* **Data supplied**:
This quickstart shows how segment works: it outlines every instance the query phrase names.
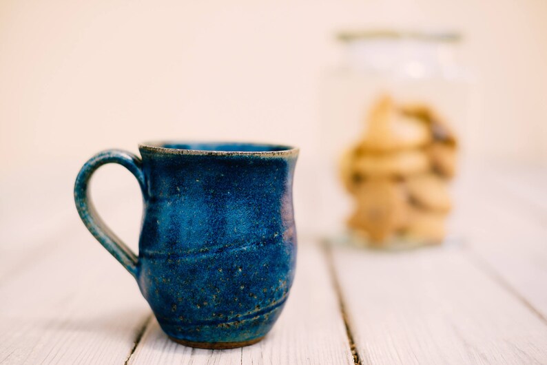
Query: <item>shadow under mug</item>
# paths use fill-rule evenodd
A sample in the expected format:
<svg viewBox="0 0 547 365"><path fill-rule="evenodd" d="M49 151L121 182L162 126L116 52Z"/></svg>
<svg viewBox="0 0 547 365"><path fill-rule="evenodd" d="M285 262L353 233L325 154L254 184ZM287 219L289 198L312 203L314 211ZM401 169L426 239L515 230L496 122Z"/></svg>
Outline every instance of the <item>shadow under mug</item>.
<svg viewBox="0 0 547 365"><path fill-rule="evenodd" d="M298 149L207 143L138 148L142 160L111 149L82 167L74 200L87 229L135 278L172 340L206 348L260 341L279 316L294 277ZM143 193L138 256L90 200L92 174L111 163L131 171Z"/></svg>

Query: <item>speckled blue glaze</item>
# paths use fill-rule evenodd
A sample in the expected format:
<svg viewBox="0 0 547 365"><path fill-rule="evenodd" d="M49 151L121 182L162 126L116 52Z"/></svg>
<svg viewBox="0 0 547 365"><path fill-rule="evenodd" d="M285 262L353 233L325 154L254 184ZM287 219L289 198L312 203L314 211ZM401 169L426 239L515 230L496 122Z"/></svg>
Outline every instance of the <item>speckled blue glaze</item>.
<svg viewBox="0 0 547 365"><path fill-rule="evenodd" d="M148 143L87 161L76 180L82 220L136 279L161 328L192 346L263 337L294 277L292 182L298 149L245 143ZM87 197L92 173L119 163L137 178L144 214L137 258ZM214 347L214 346L213 346Z"/></svg>

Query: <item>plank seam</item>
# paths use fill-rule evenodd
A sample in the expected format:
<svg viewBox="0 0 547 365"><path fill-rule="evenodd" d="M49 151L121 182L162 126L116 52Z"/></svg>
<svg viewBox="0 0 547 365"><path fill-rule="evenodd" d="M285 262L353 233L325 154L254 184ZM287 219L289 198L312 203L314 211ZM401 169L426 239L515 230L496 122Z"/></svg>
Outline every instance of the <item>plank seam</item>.
<svg viewBox="0 0 547 365"><path fill-rule="evenodd" d="M136 350L138 344L140 344L141 340L143 340L143 336L144 336L146 329L148 328L148 326L150 324L153 316L154 315L152 315L152 313L150 313L148 315L147 315L146 317L145 318L145 320L143 322L143 324L141 324L138 327L138 330L137 331L136 334L135 335L135 341L133 343L133 347L130 351L130 353L129 354L127 354L127 357L125 357L125 361L123 362L123 365L129 364L129 362L131 360L131 357L133 357L133 354L135 353L135 351Z"/></svg>
<svg viewBox="0 0 547 365"><path fill-rule="evenodd" d="M336 274L336 270L334 269L334 260L333 259L332 249L330 244L324 242L322 244L322 251L324 254L325 260L327 260L327 267L329 273L331 274L331 281L333 286L334 287L334 292L336 293L336 298L338 302L338 307L342 314L342 319L344 321L344 326L346 328L346 335L347 336L349 348L351 351L351 355L353 357L354 365L362 365L363 362L359 356L359 353L357 351L357 345L355 345L353 333L351 331L351 328L349 325L349 316L348 315L346 309L346 305L344 303L344 300L342 295L342 289L340 285L338 275Z"/></svg>
<svg viewBox="0 0 547 365"><path fill-rule="evenodd" d="M483 272L486 276L497 282L502 288L504 289L509 294L515 296L519 300L524 306L529 311L534 313L539 320L546 325L547 325L547 318L537 310L534 305L528 302L528 300L513 285L511 285L504 277L496 271L496 269L486 261L480 254L475 251L470 246L463 246L463 250L466 252L466 257L469 260L471 264Z"/></svg>

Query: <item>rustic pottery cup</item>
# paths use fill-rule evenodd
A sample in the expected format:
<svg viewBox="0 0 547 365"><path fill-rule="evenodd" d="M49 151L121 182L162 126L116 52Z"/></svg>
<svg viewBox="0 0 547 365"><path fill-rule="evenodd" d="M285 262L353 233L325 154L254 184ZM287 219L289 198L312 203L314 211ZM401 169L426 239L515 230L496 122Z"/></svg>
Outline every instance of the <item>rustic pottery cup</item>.
<svg viewBox="0 0 547 365"><path fill-rule="evenodd" d="M205 348L260 341L279 316L294 277L298 149L207 143L138 149L142 160L111 149L82 167L74 200L87 229L135 278L174 341ZM90 200L90 178L111 163L131 171L143 193L138 256Z"/></svg>

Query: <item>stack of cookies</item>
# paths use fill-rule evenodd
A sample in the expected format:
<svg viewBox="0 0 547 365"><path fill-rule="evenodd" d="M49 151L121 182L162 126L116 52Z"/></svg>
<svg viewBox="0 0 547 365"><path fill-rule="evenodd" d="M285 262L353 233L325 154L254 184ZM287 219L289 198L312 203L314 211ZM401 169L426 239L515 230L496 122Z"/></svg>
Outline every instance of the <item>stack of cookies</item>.
<svg viewBox="0 0 547 365"><path fill-rule="evenodd" d="M442 242L456 152L454 134L430 107L382 98L342 158L344 185L355 203L349 227L378 246L400 240L394 238Z"/></svg>

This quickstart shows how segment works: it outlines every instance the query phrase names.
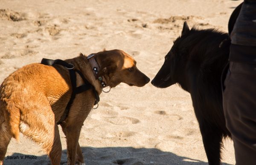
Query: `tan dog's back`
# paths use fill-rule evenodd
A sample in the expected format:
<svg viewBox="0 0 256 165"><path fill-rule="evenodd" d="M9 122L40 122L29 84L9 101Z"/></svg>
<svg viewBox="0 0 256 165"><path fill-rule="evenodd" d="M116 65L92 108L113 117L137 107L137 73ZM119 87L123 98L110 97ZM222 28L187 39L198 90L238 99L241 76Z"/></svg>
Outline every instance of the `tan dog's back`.
<svg viewBox="0 0 256 165"><path fill-rule="evenodd" d="M9 143L6 142L11 137L19 140L20 130L39 143L47 140L36 136L42 134L37 134L39 131L37 128L44 127L47 134L54 131L47 128L48 124L54 125L52 122L55 122L50 104L69 88L62 76L52 67L34 63L18 70L4 80L0 88L0 146Z"/></svg>

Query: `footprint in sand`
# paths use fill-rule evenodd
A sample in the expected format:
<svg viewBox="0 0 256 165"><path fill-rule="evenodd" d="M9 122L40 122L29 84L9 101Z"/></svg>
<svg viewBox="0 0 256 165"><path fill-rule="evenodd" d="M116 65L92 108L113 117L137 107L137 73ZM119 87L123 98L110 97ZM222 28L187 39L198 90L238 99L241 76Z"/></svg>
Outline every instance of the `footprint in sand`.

* **Problem requirements**: Rewrite the stretch from the start of the lines through the line containing "143L87 161L76 180L82", swapping "speckled blue glaze" for "crackled white glaze" and changing nothing else. Leave the pictures out.

* **Completed exercise**:
This quickstart shows how segment works: it outlines every instance the query phrase names.
Query: <item>shadow under mug</item>
# paths use fill-rule evenodd
A sample in the expected format:
<svg viewBox="0 0 547 365"><path fill-rule="evenodd" d="M49 151L121 182L162 126L116 52Z"/></svg>
<svg viewBox="0 0 547 365"><path fill-rule="evenodd" d="M285 262L353 233L325 154L254 184ZM287 219L289 198L312 203L314 211ZM401 169L426 239L515 230L496 122Z"/></svg>
Outline every instance of the <item>shadow under mug</item>.
<svg viewBox="0 0 547 365"><path fill-rule="evenodd" d="M298 149L207 143L138 148L142 160L111 149L82 167L74 200L87 229L135 278L172 340L206 348L260 341L279 316L294 277ZM143 193L138 256L90 200L92 174L111 163L131 171Z"/></svg>

Query: <item>crackled white glaze</item>
# paths use fill-rule evenodd
A sample in the expected format:
<svg viewBox="0 0 547 365"><path fill-rule="evenodd" d="M49 151L121 182L162 126L116 52Z"/></svg>
<svg viewBox="0 0 547 365"><path fill-rule="evenodd" d="M285 262L353 233L325 154L254 184ZM287 219L289 198L312 203L314 211ZM401 169L426 239L515 230L496 122Z"/></svg>
Outline every instance of the <item>crackled white glaze</item>.
<svg viewBox="0 0 547 365"><path fill-rule="evenodd" d="M148 143L87 161L76 180L82 220L136 279L161 328L192 346L263 337L294 277L292 182L298 149L245 143ZM87 197L92 173L119 163L137 178L144 214L137 258ZM214 347L214 346L213 346Z"/></svg>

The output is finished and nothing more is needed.